_GOAL OF THE EXERCISE:_
Count the lines of the listing below that contain the string "porch", matching case exactly. Give only the number.

_RECORD EXCERPTS:_
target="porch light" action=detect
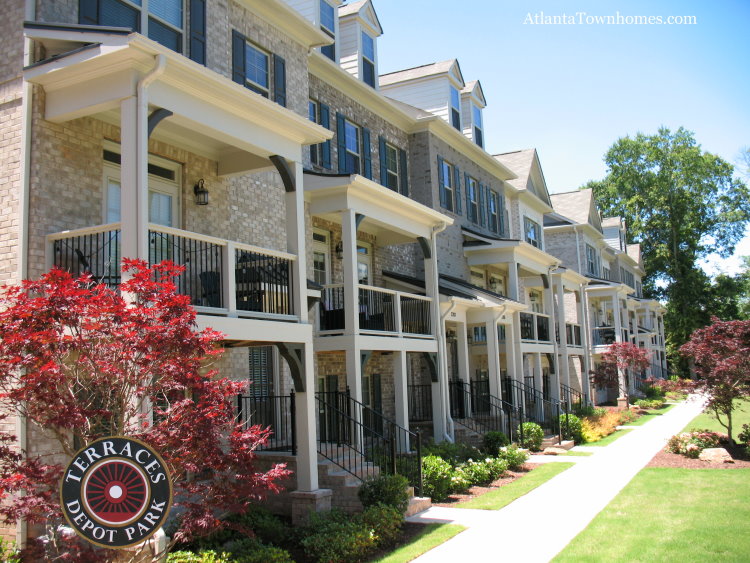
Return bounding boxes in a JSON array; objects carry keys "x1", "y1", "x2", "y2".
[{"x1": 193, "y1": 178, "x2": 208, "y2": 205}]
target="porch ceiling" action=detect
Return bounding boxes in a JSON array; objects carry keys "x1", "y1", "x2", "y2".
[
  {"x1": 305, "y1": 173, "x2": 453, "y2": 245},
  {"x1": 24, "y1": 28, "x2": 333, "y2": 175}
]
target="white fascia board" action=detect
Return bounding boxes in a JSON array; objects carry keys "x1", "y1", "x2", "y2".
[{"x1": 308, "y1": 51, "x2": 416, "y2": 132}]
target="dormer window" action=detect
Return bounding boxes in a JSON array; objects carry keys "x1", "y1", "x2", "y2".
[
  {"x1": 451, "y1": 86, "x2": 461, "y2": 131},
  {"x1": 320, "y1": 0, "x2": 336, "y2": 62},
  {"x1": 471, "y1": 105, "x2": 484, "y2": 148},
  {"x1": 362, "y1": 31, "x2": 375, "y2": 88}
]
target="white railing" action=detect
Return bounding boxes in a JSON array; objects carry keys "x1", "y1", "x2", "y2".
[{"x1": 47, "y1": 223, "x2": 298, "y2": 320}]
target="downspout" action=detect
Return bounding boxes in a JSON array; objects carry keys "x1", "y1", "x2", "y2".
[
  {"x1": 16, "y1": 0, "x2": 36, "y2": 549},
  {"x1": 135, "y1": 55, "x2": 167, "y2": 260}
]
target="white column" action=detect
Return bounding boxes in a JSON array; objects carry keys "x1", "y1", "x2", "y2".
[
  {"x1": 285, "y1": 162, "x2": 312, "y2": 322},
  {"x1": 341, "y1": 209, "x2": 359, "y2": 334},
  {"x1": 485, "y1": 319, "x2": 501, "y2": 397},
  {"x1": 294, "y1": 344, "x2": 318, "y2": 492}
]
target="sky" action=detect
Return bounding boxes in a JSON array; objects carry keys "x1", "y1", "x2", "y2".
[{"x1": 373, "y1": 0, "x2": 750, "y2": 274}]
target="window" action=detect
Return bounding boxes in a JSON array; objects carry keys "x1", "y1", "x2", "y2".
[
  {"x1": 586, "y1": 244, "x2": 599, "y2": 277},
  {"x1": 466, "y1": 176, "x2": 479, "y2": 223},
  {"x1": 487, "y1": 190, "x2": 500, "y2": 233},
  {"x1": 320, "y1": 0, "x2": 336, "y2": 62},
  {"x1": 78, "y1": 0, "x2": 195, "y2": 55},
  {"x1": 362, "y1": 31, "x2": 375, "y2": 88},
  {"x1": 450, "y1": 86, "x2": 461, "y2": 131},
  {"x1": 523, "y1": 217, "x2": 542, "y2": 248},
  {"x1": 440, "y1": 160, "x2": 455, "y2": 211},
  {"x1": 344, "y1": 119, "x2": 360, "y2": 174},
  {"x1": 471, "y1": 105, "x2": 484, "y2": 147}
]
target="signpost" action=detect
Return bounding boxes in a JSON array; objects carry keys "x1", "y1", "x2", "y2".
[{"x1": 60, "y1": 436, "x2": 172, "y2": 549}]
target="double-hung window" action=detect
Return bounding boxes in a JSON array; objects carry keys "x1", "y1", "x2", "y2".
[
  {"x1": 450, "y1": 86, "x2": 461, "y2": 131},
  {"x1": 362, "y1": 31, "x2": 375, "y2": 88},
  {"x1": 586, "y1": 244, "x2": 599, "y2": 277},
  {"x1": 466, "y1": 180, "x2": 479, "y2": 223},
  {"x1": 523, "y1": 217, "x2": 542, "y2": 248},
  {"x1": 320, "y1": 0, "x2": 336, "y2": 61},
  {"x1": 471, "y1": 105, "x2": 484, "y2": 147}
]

_EXPECTED ANSWER:_
2